ACTION ITEM – For the data below, give again exactly the lines from the one containing "Class, locate every instance of the shoulder" through the one containing "Class, locate every instance of the open", both ends included, and no others.

= Beginning of Section =

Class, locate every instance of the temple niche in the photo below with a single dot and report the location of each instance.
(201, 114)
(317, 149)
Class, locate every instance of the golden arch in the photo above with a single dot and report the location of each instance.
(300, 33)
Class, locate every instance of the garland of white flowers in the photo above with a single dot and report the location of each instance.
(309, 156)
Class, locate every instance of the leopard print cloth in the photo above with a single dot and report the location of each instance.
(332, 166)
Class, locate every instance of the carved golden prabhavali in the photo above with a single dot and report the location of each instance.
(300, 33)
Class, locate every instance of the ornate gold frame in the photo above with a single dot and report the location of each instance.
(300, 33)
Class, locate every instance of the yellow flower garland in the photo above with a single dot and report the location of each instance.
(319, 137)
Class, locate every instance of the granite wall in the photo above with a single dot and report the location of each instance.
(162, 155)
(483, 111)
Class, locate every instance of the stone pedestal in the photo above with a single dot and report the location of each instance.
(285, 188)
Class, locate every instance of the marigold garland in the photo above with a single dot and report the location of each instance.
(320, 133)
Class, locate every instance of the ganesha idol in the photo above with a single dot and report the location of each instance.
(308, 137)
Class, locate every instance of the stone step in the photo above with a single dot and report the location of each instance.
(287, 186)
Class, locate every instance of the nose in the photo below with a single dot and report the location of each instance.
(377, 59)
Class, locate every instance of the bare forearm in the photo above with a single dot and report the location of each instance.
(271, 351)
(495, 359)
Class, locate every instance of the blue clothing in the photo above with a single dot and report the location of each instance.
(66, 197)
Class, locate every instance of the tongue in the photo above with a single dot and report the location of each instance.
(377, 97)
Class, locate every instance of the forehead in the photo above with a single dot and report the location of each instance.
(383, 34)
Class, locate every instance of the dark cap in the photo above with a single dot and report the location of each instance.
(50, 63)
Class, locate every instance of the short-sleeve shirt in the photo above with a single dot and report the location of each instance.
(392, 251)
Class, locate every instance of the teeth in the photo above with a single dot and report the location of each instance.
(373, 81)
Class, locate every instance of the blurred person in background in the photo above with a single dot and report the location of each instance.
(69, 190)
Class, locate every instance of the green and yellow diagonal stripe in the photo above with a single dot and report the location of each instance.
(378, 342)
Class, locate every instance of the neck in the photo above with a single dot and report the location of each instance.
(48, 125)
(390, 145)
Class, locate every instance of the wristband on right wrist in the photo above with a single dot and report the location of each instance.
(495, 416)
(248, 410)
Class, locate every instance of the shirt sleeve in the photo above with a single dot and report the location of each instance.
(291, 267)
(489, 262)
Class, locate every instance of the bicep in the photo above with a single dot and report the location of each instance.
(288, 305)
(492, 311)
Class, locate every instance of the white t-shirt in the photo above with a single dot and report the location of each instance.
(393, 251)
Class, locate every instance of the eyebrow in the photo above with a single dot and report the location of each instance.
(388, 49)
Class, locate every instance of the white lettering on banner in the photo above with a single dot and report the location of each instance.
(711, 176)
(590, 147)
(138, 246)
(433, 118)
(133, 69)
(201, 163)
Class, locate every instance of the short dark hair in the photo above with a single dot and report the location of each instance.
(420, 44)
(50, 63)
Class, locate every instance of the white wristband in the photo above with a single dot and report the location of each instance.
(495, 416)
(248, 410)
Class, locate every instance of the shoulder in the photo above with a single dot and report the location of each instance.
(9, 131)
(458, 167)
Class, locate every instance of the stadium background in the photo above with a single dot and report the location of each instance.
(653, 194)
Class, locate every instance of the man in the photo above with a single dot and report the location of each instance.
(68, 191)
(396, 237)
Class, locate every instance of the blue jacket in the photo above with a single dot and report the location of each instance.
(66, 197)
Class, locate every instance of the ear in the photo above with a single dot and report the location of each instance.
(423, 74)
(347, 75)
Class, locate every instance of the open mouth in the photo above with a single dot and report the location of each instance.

= End of Section =
= Beginning of Section =

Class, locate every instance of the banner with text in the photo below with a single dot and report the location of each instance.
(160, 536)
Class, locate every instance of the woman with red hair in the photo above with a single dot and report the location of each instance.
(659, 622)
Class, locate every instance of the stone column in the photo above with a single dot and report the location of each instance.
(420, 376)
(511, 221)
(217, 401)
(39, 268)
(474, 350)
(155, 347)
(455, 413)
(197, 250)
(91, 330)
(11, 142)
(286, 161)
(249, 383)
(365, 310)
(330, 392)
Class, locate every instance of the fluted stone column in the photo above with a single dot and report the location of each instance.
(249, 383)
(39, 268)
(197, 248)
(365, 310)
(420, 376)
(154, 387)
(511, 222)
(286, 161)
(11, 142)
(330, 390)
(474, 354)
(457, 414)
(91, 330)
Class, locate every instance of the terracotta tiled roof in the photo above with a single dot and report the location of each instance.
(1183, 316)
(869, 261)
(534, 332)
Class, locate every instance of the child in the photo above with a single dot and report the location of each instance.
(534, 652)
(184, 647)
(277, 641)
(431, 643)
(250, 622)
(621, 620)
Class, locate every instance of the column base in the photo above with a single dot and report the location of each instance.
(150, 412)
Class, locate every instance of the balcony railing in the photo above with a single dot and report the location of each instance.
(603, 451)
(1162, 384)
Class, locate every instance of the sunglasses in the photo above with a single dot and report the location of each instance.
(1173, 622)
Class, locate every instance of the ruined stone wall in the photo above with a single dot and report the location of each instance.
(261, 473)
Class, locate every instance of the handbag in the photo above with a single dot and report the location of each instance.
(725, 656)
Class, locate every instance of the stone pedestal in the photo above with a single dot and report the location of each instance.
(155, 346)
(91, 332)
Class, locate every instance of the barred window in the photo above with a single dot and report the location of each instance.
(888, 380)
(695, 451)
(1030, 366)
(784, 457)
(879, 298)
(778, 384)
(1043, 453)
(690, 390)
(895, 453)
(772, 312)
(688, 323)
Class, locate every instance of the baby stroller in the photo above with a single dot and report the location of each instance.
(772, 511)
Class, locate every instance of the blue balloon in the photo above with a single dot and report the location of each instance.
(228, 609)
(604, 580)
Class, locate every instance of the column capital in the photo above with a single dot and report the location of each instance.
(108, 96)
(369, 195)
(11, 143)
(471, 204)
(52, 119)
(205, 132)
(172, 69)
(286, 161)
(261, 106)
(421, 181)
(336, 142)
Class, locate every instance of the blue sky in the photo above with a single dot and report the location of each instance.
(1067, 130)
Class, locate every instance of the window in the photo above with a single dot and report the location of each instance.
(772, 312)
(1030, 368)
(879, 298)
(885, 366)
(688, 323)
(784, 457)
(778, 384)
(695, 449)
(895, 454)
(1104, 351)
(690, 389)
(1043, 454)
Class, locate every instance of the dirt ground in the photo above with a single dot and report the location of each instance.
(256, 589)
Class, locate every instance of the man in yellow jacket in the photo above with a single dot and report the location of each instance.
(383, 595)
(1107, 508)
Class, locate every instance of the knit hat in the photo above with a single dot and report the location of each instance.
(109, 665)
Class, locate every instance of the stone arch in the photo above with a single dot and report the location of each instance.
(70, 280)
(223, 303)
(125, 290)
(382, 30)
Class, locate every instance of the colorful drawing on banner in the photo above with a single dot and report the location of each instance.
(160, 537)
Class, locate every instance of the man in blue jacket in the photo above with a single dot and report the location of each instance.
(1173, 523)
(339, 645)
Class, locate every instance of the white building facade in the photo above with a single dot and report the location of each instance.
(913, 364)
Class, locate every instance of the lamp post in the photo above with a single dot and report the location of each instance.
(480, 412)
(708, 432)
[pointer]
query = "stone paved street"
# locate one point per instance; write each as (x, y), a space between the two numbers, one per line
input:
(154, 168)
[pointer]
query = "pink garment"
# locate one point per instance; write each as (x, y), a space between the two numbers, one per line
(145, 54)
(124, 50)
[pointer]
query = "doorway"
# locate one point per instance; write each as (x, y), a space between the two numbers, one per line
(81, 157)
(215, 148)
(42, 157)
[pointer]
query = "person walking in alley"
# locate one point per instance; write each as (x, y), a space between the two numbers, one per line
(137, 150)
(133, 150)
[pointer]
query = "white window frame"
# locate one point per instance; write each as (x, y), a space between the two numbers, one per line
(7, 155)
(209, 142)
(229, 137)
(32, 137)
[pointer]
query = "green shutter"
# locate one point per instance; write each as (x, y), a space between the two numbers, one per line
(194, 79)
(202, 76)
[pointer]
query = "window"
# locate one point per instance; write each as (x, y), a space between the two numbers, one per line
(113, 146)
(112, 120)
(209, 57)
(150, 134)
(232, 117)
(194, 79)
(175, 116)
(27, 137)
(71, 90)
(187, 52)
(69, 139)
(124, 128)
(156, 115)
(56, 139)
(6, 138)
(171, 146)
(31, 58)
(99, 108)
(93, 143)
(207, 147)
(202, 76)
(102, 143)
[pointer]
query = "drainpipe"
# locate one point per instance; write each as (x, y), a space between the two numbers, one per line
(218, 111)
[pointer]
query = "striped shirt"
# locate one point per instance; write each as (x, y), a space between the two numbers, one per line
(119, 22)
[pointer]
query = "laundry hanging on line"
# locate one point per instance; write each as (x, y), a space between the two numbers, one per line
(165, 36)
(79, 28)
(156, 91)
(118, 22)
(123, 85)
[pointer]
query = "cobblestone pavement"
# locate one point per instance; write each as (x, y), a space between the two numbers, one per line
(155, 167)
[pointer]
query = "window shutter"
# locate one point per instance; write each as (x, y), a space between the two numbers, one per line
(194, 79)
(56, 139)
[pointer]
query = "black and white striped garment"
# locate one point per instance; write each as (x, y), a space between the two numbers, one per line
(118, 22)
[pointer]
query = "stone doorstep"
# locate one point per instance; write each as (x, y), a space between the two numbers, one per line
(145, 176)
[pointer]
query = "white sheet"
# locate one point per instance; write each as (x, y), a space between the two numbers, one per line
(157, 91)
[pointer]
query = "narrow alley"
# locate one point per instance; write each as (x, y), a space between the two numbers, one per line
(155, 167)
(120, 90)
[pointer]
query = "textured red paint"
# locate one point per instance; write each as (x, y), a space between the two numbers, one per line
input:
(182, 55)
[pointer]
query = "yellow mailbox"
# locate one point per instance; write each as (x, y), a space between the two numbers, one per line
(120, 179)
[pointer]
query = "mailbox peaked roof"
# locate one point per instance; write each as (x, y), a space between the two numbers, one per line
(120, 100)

= End of Section =

SOLUTION FOR THIS EXERCISE –
Class, locate every instance of the shoulder in the photo above with a single dot and report the location of each instance.
(9, 131)
(458, 167)
Class, locate every instance of the stadium background in the photo above with a single dot and report the location of each instance.
(653, 194)
Class, locate every instance of the man in the photo above with a single dot and report the location of each instance.
(68, 191)
(396, 237)
Class, locate every instance of the blue jacket in the photo above with a single dot and report the location of each instance.
(66, 197)
Class, locate every instance of the ear in the photo above with a single dot and report the location of each instance.
(423, 74)
(347, 75)
Class, locate every instance of the open mouth in the photo above with a single dot and report the location of each instance.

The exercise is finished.